• MATERIAL FOR THIS EXERCISE
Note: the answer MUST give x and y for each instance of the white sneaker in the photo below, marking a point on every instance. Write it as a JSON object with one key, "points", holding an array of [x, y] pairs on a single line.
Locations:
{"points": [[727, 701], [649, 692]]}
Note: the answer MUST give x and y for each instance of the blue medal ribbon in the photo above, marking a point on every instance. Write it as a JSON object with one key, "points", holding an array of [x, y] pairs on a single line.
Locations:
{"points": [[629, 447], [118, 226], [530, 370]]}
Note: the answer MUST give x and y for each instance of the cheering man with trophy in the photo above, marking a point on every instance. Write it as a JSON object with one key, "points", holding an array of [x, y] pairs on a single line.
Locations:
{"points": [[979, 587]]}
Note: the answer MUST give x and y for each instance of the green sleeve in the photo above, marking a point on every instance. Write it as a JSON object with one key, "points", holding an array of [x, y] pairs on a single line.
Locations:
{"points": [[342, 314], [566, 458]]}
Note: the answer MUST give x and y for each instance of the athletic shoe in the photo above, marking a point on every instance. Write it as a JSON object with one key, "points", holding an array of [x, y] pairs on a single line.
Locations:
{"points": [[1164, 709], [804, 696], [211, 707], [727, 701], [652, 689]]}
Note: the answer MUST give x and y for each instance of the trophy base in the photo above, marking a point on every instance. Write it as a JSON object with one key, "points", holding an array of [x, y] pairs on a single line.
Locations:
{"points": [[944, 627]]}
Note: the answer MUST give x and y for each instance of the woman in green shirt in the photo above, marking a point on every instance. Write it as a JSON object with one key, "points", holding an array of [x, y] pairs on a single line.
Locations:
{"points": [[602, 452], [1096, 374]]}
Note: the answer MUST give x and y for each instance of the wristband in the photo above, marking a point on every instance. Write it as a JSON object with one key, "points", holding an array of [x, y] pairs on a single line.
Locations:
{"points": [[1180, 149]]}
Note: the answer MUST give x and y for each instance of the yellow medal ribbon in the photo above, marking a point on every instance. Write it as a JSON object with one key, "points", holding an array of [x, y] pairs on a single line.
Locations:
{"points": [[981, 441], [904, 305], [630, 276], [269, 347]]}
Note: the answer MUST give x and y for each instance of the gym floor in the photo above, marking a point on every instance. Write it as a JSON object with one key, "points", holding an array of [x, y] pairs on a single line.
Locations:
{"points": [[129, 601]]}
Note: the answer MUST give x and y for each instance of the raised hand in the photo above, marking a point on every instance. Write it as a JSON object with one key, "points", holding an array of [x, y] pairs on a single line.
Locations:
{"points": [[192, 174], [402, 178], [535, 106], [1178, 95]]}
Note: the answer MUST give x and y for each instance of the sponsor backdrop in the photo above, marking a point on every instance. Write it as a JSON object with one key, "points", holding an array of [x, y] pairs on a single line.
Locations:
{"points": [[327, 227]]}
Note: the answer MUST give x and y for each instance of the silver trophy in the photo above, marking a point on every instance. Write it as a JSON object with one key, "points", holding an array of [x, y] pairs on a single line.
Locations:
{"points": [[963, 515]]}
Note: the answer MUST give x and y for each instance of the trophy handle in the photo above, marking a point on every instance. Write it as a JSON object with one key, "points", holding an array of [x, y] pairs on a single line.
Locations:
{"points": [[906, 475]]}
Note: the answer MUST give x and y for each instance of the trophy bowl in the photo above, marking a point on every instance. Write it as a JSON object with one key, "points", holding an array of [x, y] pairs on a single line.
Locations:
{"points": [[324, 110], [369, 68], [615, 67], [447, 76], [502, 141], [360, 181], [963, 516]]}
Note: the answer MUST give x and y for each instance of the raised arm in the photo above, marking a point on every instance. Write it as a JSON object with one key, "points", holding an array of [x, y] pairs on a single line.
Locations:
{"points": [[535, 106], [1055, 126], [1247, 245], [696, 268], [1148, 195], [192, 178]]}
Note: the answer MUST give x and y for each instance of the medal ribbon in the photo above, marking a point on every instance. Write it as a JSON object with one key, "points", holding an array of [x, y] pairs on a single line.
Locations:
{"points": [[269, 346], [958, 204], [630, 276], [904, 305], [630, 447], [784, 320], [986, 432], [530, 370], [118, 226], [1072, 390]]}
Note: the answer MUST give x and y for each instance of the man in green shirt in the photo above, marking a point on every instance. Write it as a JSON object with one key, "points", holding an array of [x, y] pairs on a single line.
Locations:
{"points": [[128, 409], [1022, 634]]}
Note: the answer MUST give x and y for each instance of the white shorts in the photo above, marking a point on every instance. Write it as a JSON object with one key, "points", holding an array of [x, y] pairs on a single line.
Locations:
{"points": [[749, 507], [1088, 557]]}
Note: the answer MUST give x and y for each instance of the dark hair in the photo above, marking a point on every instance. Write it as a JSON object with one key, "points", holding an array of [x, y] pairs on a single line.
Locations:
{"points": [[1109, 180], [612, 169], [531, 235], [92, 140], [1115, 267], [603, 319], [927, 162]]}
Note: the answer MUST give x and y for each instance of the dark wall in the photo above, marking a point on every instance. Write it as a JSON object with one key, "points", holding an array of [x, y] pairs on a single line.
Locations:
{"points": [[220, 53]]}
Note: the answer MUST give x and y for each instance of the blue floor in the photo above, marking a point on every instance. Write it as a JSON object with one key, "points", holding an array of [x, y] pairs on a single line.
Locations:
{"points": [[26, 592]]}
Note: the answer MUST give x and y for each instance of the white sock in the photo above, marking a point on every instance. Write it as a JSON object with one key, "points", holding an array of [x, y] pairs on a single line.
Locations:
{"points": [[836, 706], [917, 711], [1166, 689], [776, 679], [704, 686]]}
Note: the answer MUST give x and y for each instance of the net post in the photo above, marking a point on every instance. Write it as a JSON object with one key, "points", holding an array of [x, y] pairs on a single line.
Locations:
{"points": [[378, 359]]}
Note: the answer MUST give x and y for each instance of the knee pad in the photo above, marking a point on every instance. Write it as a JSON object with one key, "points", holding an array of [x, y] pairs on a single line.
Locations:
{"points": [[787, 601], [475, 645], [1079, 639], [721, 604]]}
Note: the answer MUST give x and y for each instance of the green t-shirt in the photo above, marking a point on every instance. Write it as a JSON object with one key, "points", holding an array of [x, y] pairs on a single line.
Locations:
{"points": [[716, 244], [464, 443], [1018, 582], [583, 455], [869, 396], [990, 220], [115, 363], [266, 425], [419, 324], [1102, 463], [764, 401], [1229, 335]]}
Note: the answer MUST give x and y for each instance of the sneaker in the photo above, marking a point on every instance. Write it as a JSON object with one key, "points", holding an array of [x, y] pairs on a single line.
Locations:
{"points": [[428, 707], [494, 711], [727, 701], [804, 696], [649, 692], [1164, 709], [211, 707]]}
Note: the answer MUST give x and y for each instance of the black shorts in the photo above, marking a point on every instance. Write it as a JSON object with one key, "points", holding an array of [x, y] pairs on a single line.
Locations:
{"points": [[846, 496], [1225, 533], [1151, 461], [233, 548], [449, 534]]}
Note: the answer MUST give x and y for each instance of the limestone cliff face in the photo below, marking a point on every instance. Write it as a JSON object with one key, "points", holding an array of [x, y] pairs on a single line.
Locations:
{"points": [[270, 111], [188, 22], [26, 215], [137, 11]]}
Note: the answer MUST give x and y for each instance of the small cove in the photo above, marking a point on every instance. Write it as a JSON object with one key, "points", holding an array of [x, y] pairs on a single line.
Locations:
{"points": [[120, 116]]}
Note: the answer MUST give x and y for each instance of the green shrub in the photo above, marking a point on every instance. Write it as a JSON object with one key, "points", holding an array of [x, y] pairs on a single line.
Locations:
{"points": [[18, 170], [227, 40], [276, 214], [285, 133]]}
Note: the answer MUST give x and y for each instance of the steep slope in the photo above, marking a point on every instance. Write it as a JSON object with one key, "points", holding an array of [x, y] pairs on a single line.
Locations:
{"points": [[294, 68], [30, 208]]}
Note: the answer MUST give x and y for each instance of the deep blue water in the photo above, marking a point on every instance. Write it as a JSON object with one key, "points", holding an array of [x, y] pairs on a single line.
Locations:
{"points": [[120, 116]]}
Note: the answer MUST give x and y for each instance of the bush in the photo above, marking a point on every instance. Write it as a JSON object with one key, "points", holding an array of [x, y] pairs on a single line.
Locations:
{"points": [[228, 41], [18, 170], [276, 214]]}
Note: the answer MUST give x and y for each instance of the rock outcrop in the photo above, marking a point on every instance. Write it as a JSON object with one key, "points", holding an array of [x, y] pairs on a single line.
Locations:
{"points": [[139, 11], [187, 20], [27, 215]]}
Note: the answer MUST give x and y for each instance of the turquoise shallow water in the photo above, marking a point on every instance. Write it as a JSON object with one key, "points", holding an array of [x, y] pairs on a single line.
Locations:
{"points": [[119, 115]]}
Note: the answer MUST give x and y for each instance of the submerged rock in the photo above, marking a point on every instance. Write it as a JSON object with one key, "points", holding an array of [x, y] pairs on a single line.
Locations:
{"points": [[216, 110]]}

• TASK DETAILS
Only the number should be given: the count of lines in the entries that contain the string "floor".

• SOLUTION FOR THIS EXERCISE
2